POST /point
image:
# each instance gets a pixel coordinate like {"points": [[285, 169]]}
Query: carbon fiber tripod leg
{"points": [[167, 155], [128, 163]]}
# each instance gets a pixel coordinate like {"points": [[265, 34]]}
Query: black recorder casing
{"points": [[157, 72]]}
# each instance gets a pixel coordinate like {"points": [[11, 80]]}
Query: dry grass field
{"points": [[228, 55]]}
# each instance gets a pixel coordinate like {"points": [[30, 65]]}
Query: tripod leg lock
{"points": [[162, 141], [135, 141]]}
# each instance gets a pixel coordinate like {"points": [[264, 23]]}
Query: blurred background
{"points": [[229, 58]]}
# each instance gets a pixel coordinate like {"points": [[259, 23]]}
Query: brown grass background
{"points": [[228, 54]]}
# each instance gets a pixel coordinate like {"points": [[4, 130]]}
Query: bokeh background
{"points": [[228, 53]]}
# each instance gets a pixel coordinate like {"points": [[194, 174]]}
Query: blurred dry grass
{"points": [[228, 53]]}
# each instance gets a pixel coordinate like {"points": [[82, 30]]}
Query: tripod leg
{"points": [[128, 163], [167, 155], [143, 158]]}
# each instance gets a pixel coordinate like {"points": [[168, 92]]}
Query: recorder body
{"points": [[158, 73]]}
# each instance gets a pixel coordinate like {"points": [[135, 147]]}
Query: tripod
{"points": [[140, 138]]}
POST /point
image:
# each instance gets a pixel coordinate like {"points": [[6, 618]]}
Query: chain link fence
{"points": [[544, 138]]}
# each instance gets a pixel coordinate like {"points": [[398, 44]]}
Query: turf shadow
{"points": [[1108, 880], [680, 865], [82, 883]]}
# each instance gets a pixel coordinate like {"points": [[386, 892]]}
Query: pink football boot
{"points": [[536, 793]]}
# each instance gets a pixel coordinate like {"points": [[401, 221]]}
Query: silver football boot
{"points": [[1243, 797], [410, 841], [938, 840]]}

^^^^^^^^

- [WORK TASK] Copy the entire listing, keeping each line exactly as it is.

- [RESPONSE TO THE TASK]
POST /point
image:
# each instance gets a pixel coordinate like {"points": [[285, 169]]}
Query: carbon fiber tripod leg
{"points": [[167, 155], [128, 163]]}
# each instance gets a pixel coordinate like {"points": [[265, 34]]}
Query: black recorder casing
{"points": [[157, 72]]}
# each instance gets a pixel coordinate like {"points": [[11, 80]]}
Query: dry grass field
{"points": [[228, 55]]}
# each instance gets a pixel coordinate like {"points": [[30, 65]]}
Query: tripod leg lock
{"points": [[162, 141], [135, 141]]}
# each instance gets a pixel coordinate like {"points": [[264, 23]]}
Query: blurred background
{"points": [[229, 58]]}
# each instance gets a pixel coordinate like {"points": [[259, 23]]}
Query: brown grass background
{"points": [[228, 54]]}
# each instance gets a pixel coordinate like {"points": [[4, 130]]}
Query: bokeh background
{"points": [[228, 53]]}
# each instance gets a pixel coordinate like {"points": [[194, 174]]}
Query: blurred dry grass
{"points": [[228, 53]]}
# each instance gets a pixel coordinate like {"points": [[82, 30]]}
Query: tripod leg
{"points": [[128, 163], [167, 155], [143, 158]]}
# each instance gets a pixel coordinate like {"points": [[168, 92]]}
Query: recorder body
{"points": [[158, 73]]}
# each instance gets a pixel coordinate like {"points": [[135, 147]]}
Query: tripod
{"points": [[140, 138]]}
POST /point
image:
# each instance gets a pixel coordinate like {"points": [[6, 618]]}
Query: chain link fence
{"points": [[544, 138]]}
# each instance gets a pixel coordinate like {"points": [[398, 44]]}
Query: turf shadow
{"points": [[1108, 880], [680, 865], [82, 883]]}
# each instance gets a pixel coordinate like {"points": [[386, 892]]}
Query: pink football boot
{"points": [[536, 793]]}
# each instance gets a pixel coordinate like {"points": [[401, 221]]}
Query: silver football boot
{"points": [[1243, 797], [410, 841], [938, 840]]}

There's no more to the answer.